▶ _DOCUMENT SECTION_
* * * * * * * * *
It’s Mental Health Awareness Month, and I want to talk about something that doesn’t get enough airtime in our industry: burnout. Not the trendy, “self-care Sunday” kind of burnout that gets a cute Instagram caption. The real kind — the one that makes you stare at a blank Google Doc for 20 minutes because you can’t form a single creative thought.

Why our industry is especially vulnerable

Marketing and events aren’t just jobs — they’re vocations people pour themselves into. The creativity is personal. The campaigns feel like extensions of who you are. When a client doesn’t love a concept or an event goes sideways, it’s hard not to take it home with you.

Add to that the always-on nature of the work. There’s no natural end to a marketing professional’s day. Trends don’t sleep. Clients text on Sundays. Events don’t care that you’re running on four hours and a vending machine granola bar. The industry runs on urgency, and over time, urgency becomes the only gear you know.

Burnout isn’t a personal failure. It’s what happens when high-achieving, deeply committed people are stretched past their limits for too long without recovery.
* * * * * * * * *
Stored dataset listing:
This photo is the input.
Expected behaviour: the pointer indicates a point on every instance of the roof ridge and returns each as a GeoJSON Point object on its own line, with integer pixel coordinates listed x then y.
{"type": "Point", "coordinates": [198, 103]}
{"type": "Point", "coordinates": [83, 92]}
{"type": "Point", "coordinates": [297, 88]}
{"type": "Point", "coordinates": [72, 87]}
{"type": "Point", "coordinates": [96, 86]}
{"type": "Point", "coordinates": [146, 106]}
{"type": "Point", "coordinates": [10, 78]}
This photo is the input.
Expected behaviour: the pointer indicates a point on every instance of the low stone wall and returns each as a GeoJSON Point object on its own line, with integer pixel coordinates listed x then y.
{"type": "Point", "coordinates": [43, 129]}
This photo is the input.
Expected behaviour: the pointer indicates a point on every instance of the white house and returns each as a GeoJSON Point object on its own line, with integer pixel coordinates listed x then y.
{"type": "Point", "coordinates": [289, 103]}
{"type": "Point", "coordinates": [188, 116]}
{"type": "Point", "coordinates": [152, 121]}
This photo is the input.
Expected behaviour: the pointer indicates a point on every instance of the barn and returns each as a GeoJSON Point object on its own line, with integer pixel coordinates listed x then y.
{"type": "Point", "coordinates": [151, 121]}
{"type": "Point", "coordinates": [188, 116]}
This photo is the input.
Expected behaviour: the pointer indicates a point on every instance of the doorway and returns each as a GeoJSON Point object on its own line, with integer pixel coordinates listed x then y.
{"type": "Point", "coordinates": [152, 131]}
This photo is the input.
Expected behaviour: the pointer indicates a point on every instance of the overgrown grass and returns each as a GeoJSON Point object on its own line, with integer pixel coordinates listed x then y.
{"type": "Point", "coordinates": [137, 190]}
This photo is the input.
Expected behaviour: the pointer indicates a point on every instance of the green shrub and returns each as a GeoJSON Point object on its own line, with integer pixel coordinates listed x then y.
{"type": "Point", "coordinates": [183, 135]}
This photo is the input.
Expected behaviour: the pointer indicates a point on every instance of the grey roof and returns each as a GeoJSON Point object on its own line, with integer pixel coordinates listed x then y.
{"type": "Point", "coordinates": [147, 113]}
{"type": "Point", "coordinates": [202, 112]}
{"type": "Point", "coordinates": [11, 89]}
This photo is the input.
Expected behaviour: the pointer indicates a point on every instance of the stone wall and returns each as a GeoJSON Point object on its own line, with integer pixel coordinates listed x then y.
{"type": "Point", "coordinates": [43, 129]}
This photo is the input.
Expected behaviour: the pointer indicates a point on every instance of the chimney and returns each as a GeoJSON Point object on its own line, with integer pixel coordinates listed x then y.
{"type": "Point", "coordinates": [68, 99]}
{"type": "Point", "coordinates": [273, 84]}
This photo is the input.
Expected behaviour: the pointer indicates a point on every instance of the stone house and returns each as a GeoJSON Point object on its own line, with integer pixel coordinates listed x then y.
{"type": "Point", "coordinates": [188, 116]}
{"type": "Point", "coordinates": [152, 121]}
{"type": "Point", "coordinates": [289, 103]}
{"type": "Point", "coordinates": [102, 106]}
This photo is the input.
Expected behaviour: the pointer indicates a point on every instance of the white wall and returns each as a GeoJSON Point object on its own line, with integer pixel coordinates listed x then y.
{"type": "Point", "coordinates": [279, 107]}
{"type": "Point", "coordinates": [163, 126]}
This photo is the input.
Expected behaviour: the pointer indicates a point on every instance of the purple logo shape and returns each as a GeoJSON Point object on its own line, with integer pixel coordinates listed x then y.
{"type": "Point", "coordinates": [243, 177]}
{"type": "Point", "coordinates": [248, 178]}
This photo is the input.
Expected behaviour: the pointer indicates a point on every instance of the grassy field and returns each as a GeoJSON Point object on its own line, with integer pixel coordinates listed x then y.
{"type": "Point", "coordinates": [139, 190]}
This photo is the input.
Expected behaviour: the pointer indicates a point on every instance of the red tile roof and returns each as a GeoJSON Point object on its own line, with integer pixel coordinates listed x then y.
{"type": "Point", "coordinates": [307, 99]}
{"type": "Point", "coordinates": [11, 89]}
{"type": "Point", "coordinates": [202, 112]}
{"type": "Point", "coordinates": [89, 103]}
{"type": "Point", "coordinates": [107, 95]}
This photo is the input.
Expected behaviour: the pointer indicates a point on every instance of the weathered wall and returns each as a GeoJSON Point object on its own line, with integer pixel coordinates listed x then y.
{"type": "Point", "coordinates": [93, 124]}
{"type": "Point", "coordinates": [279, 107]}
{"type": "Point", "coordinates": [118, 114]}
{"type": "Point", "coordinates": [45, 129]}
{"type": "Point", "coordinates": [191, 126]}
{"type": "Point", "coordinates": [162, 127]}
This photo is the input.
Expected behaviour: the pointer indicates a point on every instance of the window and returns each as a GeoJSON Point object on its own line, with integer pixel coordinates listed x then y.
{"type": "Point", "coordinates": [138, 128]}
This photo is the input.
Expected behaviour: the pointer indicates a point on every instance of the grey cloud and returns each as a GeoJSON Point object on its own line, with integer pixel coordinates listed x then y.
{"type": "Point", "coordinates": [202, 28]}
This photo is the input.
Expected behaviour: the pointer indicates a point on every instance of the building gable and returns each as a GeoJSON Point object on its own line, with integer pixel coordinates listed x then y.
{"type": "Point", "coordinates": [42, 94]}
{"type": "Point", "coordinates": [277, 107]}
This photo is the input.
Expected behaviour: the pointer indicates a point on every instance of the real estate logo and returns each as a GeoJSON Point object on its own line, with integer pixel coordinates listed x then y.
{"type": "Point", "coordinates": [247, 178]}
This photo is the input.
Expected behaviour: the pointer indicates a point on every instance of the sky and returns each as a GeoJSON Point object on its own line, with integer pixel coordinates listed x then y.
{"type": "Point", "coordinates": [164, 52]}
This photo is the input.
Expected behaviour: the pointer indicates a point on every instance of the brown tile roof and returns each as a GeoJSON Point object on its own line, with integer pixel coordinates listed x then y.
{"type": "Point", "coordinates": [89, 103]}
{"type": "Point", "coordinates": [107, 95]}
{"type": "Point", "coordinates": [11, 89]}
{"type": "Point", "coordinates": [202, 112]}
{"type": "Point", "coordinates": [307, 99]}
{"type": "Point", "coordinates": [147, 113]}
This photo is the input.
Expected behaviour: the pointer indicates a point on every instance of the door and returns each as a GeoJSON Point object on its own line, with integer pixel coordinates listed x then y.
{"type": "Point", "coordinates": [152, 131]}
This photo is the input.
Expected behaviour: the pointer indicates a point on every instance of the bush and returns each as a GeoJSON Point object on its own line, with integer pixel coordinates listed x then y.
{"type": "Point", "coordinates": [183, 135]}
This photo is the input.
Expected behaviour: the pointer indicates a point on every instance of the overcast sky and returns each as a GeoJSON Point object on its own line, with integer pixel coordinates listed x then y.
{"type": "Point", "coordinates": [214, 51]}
* * * * * * * * *
Copy word for word the passage of the burnout piece starting at "Why our industry" and ending at "gear you know.". You won't need the listing for any of this.

Why our industry is especially vulnerable

Marketing and events aren’t just jobs — they’re vocations people pour themselves into. The creativity is personal. The campaigns feel like extensions of who you are. When a client doesn’t love a concept or an event goes sideways, it’s hard not to take it home with you.

Add to that the always-on nature of the work. There’s no natural end to a marketing professional’s day. Trends don’t sleep. Clients text on Sundays. Events don’t care that you’re running on four hours and a vending machine granola bar. The industry runs on urgency, and over time, urgency becomes the only gear you know.